- What to do
Please continue the description below of the printer's carriage, encoder strip, and platen, starting right after its last sentence.
----- Text segment -----
The guide rail 24 is provided with an encoder strip 30 of a linear
encoder. The encoder strip 30 is a strip made of a transparent
resin. A pair of support portions 31, 32 is provided to stand from
the surface of both ends of the guide rail 24 in the width
direction (main scanning direction). The encoder strip 30 engages
the support portions 31, 32 at both ends thereof and is bridged
along the edge 25.
The encoder strip 30 has a pattern in which a transparent part and
a light-blocking part are arranged alternately in the longitudinal
direction at an equal interval. An optical sensor of a transmission
type (not shown) is provided at a position in the upper surface of
carriage 22 corresponding to the encoder strip 30. The optical
sensor reciprocates with the carriage 22 along the longitudinal
direction of the encoder strip 30 and detects the pattern of the
encoder strip 30 during the reciprocating movement.
The recording head 21 is provided with a head control board to
control the ejection of the ink. The head control board outputs a
pulse signal based on the detection signal from the optical sensor.
Based on the pulse signal, the location of the carriage 22 is
detected, thereby the rotation driving of the motor M is
controlled. In FIG. 2, the head control board mounted on the
carriage 22 is covered so that the head control board is not
shown.
As shown in FIGS. 1 and 2, the platen 16 is provided underneath the
conveyance path 14 to face the recording head 21. The platen 16 is
disposed at the center of the reciprocating range of the carriage
22 through which the sheet S passes. The platen 16 is wider than
the maximum width of the conveyable sheet S, so both ends in the
width direction of the sheet S conveyed through the conveyance path
14 always passes over the platen 16.
----- Data listing -----
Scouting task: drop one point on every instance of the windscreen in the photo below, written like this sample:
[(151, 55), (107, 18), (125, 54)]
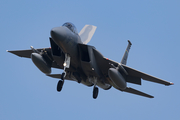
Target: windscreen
[(71, 27)]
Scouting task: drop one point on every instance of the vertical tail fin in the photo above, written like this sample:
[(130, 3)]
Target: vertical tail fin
[(86, 33), (124, 59)]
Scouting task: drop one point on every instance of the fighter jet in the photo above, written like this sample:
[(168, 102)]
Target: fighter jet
[(84, 63)]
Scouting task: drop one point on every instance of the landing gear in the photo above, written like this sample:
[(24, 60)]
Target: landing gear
[(95, 92), (95, 89), (63, 76), (66, 65), (60, 85)]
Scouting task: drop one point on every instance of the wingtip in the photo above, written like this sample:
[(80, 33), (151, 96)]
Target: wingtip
[(129, 42), (172, 83)]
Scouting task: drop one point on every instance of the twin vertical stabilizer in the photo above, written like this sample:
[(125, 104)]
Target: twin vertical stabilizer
[(86, 33)]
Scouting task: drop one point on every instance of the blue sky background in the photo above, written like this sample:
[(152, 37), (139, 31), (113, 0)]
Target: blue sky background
[(153, 26)]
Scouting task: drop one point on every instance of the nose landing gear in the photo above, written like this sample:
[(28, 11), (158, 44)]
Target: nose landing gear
[(63, 75)]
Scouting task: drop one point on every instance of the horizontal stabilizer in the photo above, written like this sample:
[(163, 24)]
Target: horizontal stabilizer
[(133, 91), (86, 33)]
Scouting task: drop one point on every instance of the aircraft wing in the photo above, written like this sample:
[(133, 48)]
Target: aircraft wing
[(134, 91), (59, 76), (145, 76), (27, 54), (139, 74)]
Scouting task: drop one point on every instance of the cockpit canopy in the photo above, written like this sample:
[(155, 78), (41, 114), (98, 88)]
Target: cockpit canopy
[(71, 27)]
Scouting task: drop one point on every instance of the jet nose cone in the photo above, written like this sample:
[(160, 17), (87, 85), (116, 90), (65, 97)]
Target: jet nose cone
[(58, 33)]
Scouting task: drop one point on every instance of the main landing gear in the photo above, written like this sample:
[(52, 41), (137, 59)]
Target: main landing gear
[(63, 75), (95, 89)]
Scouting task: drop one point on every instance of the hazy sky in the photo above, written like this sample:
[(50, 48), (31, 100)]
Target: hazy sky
[(153, 26)]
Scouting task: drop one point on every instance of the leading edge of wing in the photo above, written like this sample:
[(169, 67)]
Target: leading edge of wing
[(25, 53), (59, 76), (145, 76), (134, 91)]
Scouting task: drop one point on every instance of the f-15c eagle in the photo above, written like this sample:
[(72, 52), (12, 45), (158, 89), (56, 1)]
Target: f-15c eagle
[(83, 63)]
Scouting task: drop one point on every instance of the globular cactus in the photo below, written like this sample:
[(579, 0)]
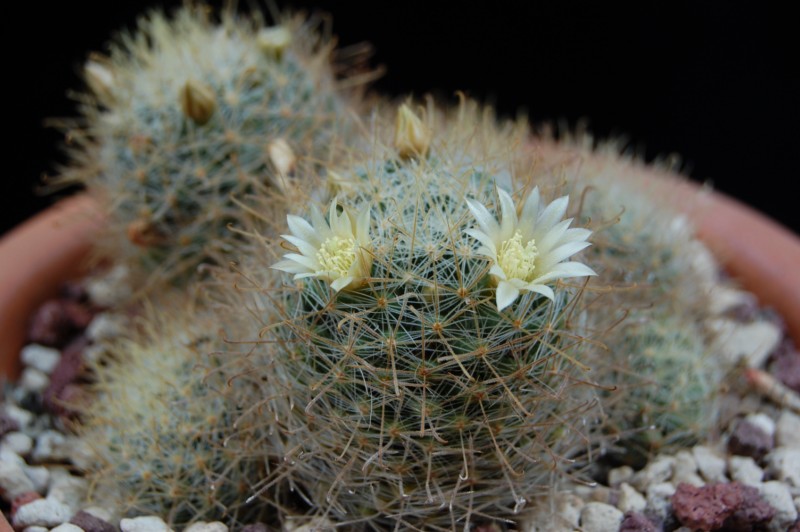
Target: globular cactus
-----
- Final result
As shown in FIG. 2, one end of the platen 16 in the width direction
is provided with a purge mechanism 34, the other end of the same is
provided with a waste ink tray 35. The purge mechanism 34 sucks and
removes air bubbles and foreign matters from the nozzles of the
recording head 21. The purge mechanism 34 has a cap 36 for covering
the nozzles of the recording head 21. The cap 36 moves up and down
by a known lift-up mechanism to be attached to and detached from
the recording head 21.
The purge mechanism 34 further has a suction pump (not shown in
FIG. 2). The suction pump is connected to the cap 36. By operating
the suction pump, a negative pressure is generated inside the cap
36. When the suction pump is operated under a condition that the
cap 36 is in contact with the recording head 21 and covers the
nozzles and an air discharge port respectively, the air bubbles and
foreign matters can be sucked and removed.
The waste ink tray 35 receives the so-called flushing, that is,
idle ejection of ink from the recording head 21. A felt is disposed
to lie inside the waste ink tray 35 as an ink absorber, the flushed
ink is absorbed and held within the felt. With the purge mechanism
34 and the waste ink tray 35 used in this way, maintenance inside
the recording head 21 is performed, such as removal of the air
bubbles and mixed ink and drying prevention.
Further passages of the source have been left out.